WHAT YOU SHOULD DO: Transcribe the data below in full, exactly.

RECORD EXTRACTS:

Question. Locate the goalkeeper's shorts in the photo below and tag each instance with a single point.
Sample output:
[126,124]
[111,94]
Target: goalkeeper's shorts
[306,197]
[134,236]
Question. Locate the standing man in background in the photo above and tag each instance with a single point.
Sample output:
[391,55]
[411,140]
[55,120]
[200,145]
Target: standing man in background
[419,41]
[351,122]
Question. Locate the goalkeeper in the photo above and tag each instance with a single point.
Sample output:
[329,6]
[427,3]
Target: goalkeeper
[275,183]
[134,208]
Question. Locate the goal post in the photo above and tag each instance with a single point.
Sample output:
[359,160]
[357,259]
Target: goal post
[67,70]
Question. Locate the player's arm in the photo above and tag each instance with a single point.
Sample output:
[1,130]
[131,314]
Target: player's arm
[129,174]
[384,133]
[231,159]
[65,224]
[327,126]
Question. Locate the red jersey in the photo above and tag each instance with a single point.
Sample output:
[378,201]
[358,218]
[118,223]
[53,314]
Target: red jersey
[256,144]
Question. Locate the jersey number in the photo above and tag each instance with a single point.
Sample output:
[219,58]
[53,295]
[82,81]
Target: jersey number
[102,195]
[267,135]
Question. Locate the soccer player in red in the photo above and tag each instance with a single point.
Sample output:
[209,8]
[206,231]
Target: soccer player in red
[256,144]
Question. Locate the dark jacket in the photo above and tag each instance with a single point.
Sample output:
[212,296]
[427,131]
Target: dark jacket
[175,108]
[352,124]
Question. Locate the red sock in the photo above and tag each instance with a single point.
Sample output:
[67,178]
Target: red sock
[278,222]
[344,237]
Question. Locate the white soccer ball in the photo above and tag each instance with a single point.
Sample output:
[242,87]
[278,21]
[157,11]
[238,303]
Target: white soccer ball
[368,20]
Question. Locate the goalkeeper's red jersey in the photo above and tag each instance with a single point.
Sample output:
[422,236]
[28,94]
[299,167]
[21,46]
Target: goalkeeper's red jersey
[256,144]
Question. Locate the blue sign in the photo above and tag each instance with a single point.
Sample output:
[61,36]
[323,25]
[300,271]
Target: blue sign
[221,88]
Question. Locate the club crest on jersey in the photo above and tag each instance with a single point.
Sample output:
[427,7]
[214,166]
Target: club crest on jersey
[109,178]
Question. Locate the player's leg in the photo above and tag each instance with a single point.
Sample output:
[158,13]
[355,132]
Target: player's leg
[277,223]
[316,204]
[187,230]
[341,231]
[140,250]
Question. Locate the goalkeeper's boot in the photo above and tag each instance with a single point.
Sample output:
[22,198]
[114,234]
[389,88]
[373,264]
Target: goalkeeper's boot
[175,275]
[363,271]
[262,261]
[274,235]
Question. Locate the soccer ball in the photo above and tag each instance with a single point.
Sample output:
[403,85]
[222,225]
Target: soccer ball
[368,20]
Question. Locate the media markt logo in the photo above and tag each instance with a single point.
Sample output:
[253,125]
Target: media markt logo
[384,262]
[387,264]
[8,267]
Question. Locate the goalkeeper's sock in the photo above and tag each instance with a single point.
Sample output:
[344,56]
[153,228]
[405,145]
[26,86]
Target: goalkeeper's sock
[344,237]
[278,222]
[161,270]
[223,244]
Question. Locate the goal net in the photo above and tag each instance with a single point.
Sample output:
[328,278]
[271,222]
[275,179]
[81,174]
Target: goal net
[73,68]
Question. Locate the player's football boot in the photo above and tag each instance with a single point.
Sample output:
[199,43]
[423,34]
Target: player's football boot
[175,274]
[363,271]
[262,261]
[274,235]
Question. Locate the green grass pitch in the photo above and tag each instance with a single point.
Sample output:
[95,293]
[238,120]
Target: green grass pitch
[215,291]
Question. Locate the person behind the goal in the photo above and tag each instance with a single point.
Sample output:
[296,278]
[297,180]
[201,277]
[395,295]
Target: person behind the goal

SOLUTION BELOW:
Question. Locate the goalkeeper's shorts in the photo below and tag each instance with a single point.
Sample output:
[126,124]
[111,94]
Target: goalkeeper's shorts
[306,197]
[134,236]
Question. Locate the standing man in background in the photo above and tag each instance with a single point.
Sample output:
[391,55]
[411,140]
[55,120]
[200,145]
Target: standing man in background
[419,41]
[351,122]
Question. Locate the goalkeeper in the photo above and tag each instance with a single point.
Sample output:
[329,6]
[427,3]
Target: goalkeeper
[275,183]
[134,208]
Question. Locate the goal post in the photo above and tag each instance with a single point.
Sample output:
[359,160]
[357,259]
Target: goal post
[67,70]
Question. Locate the player's arm in the photo above and tag each instance with a single point.
Sample output:
[1,130]
[131,314]
Target: player's arm
[129,174]
[384,133]
[231,159]
[65,224]
[327,126]
Question. Locate the red jersey in the photo above and tag each instance with a single point.
Sample output:
[378,201]
[358,218]
[118,223]
[53,314]
Target: red jersey
[256,144]
Question. Locate the jersey number in the photo above and tag each instance with a single point.
Sample output:
[219,58]
[53,295]
[82,81]
Target: jersey number
[102,195]
[267,135]
Question. Locate the soccer player in red in the photo above and tag each instance with a single point.
Sample output:
[209,8]
[206,231]
Target: soccer player in red
[256,144]
Question. Locate the dark jacket in the photo above and tag each instance with a single point.
Sample output:
[212,296]
[427,131]
Target: dark jacket
[175,108]
[352,124]
Question. Locate the red sock in the photo above and tag each instance with a single point.
Sample output:
[67,178]
Target: red sock
[278,222]
[344,237]
Question. Locate the white soccer ball in the photo above and tag each instance with a single point.
Sample output:
[242,87]
[278,21]
[157,11]
[238,303]
Target: white soccer ball
[368,20]
Question. Locate the goalkeeper's red jersey in the photo above and tag each instance with a single point.
Sample output:
[422,236]
[28,94]
[299,167]
[21,46]
Target: goalkeeper's red jersey
[256,144]
Question. Locate the blue sign in the photo above and tag each instance with a single point.
Sample output:
[61,36]
[323,25]
[300,271]
Target: blue sign
[221,88]
Question. Locate the club crest on jersey in the photo above and tag each instance with a single point.
Sample output:
[427,7]
[214,166]
Target: club crest on jersey
[109,178]
Question. Locate the player's leg in the photo above and tag each instance with a single point.
Sample output:
[158,13]
[355,132]
Target: player's leg
[277,223]
[316,204]
[187,230]
[341,231]
[140,250]
Question. Locate the goalkeeper's boot in the photo above and tag each instance with a single point.
Sample output:
[22,198]
[114,234]
[389,88]
[373,264]
Target: goalkeeper's boot
[175,275]
[363,271]
[262,261]
[274,235]
Question. Locate the soccer ball in the photo above and tag each instance with a single point.
Sample output:
[403,85]
[222,225]
Target: soccer ball
[368,20]
Question. Locate the media markt logo in the photo above and tag each instance with a single point.
Sample output:
[253,125]
Target: media markt logo
[384,262]
[387,264]
[8,267]
Question. Locate the goalkeeper's sock in the photo above and tag each instance with a single point.
Sample output:
[344,56]
[153,228]
[405,145]
[26,86]
Target: goalkeeper's sock
[344,237]
[278,222]
[161,270]
[223,244]
Question. Locate the goal net in the photo above and tag each instance with a single point.
Sample output:
[328,278]
[271,222]
[275,179]
[81,174]
Target: goal net
[73,68]
Question. Locate the player's football boot in the photo above and tag each instance with a single point.
Sample output:
[199,43]
[423,34]
Target: player's football boot
[175,274]
[363,271]
[262,261]
[274,235]
Question. Locate the green grass pitch in the photo above and tag each instance with a single point.
Sample output:
[95,293]
[238,120]
Target: green grass pitch
[215,291]
Question. Locate the person behind the goal in the photo above and tag each instance with a single point.
Sample output:
[296,278]
[297,180]
[201,277]
[395,295]
Target: person behind the goal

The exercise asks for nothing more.